**** Given records ****
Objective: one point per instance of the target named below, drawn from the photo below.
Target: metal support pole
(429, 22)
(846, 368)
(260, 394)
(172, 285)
****
» **Problem to solve**
Recast the records above as a Markdown table with the columns Row and Text. Give each line its own numbered row, and leave out blank lines.

» **Reply to the exercise**
| Row | Text |
|---|---|
| 1 | Objective: one point per instance of the target named below, drawn from the photo below. |
| 2 | Target: metal support pole |
| 3 | (429, 22) |
| 4 | (846, 368) |
| 5 | (260, 394) |
| 6 | (172, 285) |